== SUPPLIED DATA ==

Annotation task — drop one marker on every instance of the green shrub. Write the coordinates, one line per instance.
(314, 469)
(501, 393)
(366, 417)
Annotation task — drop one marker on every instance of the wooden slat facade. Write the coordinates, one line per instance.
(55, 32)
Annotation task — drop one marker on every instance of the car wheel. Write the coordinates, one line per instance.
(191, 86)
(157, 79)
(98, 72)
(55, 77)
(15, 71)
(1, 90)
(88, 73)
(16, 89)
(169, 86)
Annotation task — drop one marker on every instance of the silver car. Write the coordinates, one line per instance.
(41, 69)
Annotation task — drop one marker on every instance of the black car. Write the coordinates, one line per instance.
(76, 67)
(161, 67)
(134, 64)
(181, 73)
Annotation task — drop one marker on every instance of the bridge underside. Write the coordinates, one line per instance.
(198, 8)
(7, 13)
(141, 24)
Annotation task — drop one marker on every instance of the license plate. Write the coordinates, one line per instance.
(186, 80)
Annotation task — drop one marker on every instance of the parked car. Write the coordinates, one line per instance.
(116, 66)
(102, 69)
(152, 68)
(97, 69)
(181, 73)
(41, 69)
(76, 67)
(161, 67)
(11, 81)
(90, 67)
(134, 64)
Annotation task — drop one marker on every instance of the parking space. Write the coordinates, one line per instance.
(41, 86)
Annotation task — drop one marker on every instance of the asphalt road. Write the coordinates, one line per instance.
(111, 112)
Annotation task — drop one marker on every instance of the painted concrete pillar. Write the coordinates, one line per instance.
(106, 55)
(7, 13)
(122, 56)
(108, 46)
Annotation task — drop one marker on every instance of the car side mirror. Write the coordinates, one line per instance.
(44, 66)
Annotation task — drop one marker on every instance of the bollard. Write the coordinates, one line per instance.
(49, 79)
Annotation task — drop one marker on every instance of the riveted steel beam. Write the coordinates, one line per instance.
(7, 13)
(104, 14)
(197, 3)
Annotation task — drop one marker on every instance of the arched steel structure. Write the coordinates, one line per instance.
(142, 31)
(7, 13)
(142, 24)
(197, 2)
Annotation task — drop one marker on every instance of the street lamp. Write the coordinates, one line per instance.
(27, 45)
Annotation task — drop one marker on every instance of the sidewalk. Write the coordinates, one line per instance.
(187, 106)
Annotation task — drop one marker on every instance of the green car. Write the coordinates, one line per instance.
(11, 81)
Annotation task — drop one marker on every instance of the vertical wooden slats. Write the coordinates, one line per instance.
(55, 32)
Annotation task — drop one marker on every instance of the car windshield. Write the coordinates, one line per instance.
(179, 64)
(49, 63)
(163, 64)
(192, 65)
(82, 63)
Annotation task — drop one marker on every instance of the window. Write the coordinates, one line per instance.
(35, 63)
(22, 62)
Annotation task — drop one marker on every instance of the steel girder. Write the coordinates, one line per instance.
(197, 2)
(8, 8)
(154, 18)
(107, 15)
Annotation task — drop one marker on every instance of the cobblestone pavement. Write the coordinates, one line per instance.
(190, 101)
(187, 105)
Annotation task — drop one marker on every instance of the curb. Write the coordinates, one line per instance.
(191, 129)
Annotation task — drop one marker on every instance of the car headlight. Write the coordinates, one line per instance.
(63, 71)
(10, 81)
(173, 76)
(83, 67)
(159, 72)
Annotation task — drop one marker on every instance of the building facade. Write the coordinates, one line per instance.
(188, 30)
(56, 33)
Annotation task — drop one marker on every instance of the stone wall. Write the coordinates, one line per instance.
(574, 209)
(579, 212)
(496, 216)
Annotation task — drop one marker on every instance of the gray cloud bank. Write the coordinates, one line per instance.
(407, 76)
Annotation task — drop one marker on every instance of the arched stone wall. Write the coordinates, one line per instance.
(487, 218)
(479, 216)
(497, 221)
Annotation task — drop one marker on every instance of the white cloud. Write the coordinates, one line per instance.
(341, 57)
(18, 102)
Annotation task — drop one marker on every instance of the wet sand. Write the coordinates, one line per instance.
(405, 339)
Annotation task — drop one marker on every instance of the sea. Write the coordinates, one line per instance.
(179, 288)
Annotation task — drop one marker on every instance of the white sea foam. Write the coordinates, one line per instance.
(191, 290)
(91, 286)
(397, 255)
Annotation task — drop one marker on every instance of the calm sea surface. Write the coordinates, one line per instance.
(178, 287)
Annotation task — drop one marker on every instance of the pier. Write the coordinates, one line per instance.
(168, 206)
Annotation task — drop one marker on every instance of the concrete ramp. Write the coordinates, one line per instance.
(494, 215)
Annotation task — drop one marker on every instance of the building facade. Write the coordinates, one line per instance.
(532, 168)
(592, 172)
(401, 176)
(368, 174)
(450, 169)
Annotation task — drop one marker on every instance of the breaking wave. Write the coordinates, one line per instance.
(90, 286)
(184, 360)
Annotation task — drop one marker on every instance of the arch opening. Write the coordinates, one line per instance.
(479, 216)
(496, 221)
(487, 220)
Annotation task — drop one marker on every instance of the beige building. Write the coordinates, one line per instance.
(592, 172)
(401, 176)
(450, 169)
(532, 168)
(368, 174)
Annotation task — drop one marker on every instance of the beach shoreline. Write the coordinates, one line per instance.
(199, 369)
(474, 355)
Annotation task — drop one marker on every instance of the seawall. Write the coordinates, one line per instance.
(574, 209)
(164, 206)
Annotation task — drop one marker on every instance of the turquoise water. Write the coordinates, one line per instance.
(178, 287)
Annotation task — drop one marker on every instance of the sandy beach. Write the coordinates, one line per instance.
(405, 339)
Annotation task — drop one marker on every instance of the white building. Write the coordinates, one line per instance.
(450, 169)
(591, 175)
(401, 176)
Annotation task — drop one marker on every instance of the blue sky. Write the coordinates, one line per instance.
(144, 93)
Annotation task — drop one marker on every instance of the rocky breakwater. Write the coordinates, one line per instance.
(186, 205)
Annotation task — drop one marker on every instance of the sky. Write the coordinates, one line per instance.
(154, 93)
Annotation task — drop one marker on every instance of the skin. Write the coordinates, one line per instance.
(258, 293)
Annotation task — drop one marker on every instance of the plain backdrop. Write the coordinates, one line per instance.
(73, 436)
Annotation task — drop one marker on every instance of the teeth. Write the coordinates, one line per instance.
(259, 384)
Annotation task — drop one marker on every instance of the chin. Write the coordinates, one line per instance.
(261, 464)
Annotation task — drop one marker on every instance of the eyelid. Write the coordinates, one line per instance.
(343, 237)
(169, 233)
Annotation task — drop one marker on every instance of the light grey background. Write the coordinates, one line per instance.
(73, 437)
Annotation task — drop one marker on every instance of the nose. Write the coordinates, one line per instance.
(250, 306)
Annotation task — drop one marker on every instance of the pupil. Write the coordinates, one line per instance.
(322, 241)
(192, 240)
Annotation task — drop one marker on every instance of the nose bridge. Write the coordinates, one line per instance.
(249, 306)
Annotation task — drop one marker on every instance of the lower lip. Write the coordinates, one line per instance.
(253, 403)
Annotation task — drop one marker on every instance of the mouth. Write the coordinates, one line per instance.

===

WHAT THE TASK REQUIRES = Transcribe the data above in full, exactly.

TASK OUTPUT =
Annotation task — drop one marker on every instance of the green shrub. Write the coordinates, one line per instance.
(314, 469)
(501, 393)
(366, 417)
Annotation task — drop one marker on every instance of the wooden slat facade. Write the coordinates, one line per instance.
(55, 32)
Annotation task — drop one marker on every instance of the car wheel. Write the coordinates, one line per instance.
(191, 86)
(157, 79)
(98, 72)
(55, 77)
(15, 71)
(1, 90)
(88, 73)
(16, 89)
(169, 86)
Annotation task — drop one marker on every instance of the silver car. Write the coordinates, one line per instance.
(41, 69)
Annotation task — drop one marker on every instance of the black car. Write the coordinates, one line per instance.
(76, 67)
(161, 67)
(134, 64)
(181, 73)
Annotation task — drop one marker on every instance of the bridge underside. Write the coordinates, one line per instance.
(198, 8)
(7, 13)
(141, 24)
Annotation task — drop one marker on every instance of the license plate. Write the coordinates, one line per instance.
(186, 80)
Annotation task — drop one marker on every instance of the parked car. Write the coordinates, one line per instance.
(116, 66)
(102, 69)
(152, 68)
(97, 69)
(181, 73)
(41, 69)
(76, 67)
(161, 67)
(11, 81)
(90, 67)
(134, 64)
Annotation task — drop one marker on every instance of the parking space. Write the coordinates, one line per instance.
(41, 86)
Annotation task — drop one marker on every instance of the asphalt road. Write the coordinates, one line per instance.
(111, 112)
Annotation task — drop one marker on every instance of the painted concrete pillar. Write the coordinates, one line per instance.
(106, 55)
(7, 13)
(122, 56)
(108, 46)
Annotation task — drop one marker on every instance of the car side mirror. Write the coordinates, one line per instance.
(44, 66)
Annotation task — drop one marker on every instance of the bollard. Write the coordinates, one line per instance.
(49, 79)
Annotation task — drop one marker on every instance of the riveted steel beam. Write the coordinates, one line per instance.
(7, 13)
(104, 14)
(197, 3)
Annotation task — drop one marker on every instance of the arched steel structure. Write the coordinates, one line per instance.
(142, 31)
(7, 13)
(142, 24)
(197, 2)
Annotation task — drop one marker on every instance of the street lamp. Write the coordinates, one line per instance.
(27, 45)
Annotation task — drop one marker on every instance of the sidewalk. Write the coordinates, one line per instance.
(187, 106)
Annotation task — drop one marker on every instance of the green car. Write the coordinates, one line per instance.
(11, 81)
Annotation task — drop one marker on every instance of the vertical wooden slats. Write the coordinates, one line per instance.
(55, 32)
Annotation task — drop one marker on every instance of the car windshield. Write the coordinates, one line per instance.
(179, 64)
(49, 63)
(163, 64)
(192, 65)
(82, 63)
Annotation task — drop one marker on every instance of the window. Write the coordinates, one line per instance.
(35, 63)
(22, 62)
Annotation task — drop one marker on every instance of the steel girder. Write the coordinates, one line per instance.
(197, 2)
(8, 8)
(154, 18)
(107, 15)
Annotation task — drop one marker on every instance of the cobblestone pavement. Write the coordinates, one line per instance.
(190, 101)
(187, 105)
Annotation task — drop one marker on every instance of the curb. Write the coordinates, one line per instance.
(191, 129)
Annotation task — drop one marker on every instance of the car headlight. Write the coordinates, one line per instance.
(63, 71)
(10, 81)
(173, 76)
(83, 67)
(159, 72)
Annotation task — drop one marker on every instance of the building facade. Write the coordinates, one line per instance.
(188, 30)
(56, 33)
Annotation task — drop one marker on every instance of the stone wall. Write the coordinates, one line per instance.
(574, 209)
(579, 212)
(496, 216)
Annotation task — drop one marker on every instance of the gray cloud bank. Write the coordinates, one line per instance.
(407, 76)
Annotation task — drop one marker on every instance of the arched stone wall. Write the coordinates, one line per instance.
(487, 218)
(479, 216)
(497, 221)
Annotation task — drop one marker on every instance of the white cloud. Write the coordinates, one line per instance.
(341, 57)
(18, 102)
Annotation task — drop one marker on every instance of the wet sand. Write the coordinates, one line per instance.
(405, 339)
Annotation task — drop one marker on every instance of the sea. Write the coordinates, one line per instance.
(179, 288)
Annotation task — drop one marker on every instance of the white sea foam. Write the coordinates, one line per instance.
(191, 290)
(91, 286)
(397, 255)
Annotation task — drop one marker on every instance of the calm sea surface. Write the coordinates, one line per instance.
(178, 287)
Annotation task — drop one marker on every instance of the pier. Write the coordinates, one line per instance.
(168, 206)
Annotation task — drop one marker on every instance of the concrete ramp. Write the coordinates, one line per instance.
(494, 215)
Annotation task — drop one marker on every instance of the building facade. Write the coordinates, one line per instance.
(532, 168)
(592, 172)
(401, 176)
(368, 174)
(450, 169)
Annotation task — drop one marker on every instance of the breaking wave. Write the coordinates, one line per instance.
(90, 286)
(184, 360)
Annotation task — drop one marker on every instance of the arch opening. Write the coordinates, one line per instance.
(479, 216)
(496, 221)
(487, 220)
Annotation task — drop one marker on every instance of the beige building. Write the coordinates, one line per instance.
(592, 172)
(401, 176)
(450, 169)
(532, 168)
(368, 174)
Annotation task — drop one marker on every instance of the beach shoreline. Write the coordinates, one line per instance.
(199, 369)
(474, 355)
Annotation task — drop one marker on every instance of the seawall. Write the coordinates, one line per instance.
(574, 209)
(164, 206)
Annotation task — drop one marker on every instance of the turquoise water. Write the coordinates, one line per instance.
(178, 287)
Annotation task — drop one marker on every instance of the sandy beach. Write the coordinates, one line per instance.
(405, 339)
Annotation task — drop one marker on every instance of the white building. Write the coordinates, one line per instance.
(450, 169)
(591, 175)
(401, 176)
Annotation task — drop one marker on every instance of the blue sky. Write the coordinates, one line per instance.
(144, 93)
Annotation task — drop one marker on every instance of the rocky breakwater. Write the coordinates, one line per instance.
(186, 205)
Annotation task — drop one marker on every instance of the sky. Write the coordinates, one line per instance.
(154, 93)
Annotation task — drop one marker on every instance of the skin. Write the coordinates, one line per instance.
(258, 293)
Annotation task — drop one marker on every instance of the plain backdrop. Write the coordinates, one line per instance.
(73, 436)
Annotation task — drop one marker on every instance of the teeth. Write the coordinates, one line per instance.
(259, 384)
Annotation task — drop one marker on every instance of the chin. Write the coordinates, one line per instance.
(261, 464)
Annotation task — drop one marker on every instance of the eyelid. Write the coordinates, one line per instance.
(343, 237)
(169, 233)
Annotation task — drop one marker on every instance of the light grey background. Write the coordinates, one line per instance.
(73, 437)
Annotation task — drop one marker on every instance of the nose. Write the coordinates, one line per instance.
(250, 306)
Annotation task — drop one marker on every instance of the pupil. Write the coordinates, one line per instance.
(322, 241)
(192, 240)
Annotation task — drop one marker on every instance of the nose bridge. Write the coordinates, one line per instance.
(249, 306)
Annotation task — drop one marker on every instance of the lower lip. Write the coordinates, one line per instance.
(253, 403)
Annotation task — drop one marker on every instance of the mouth. Write the coordinates, one line per instance.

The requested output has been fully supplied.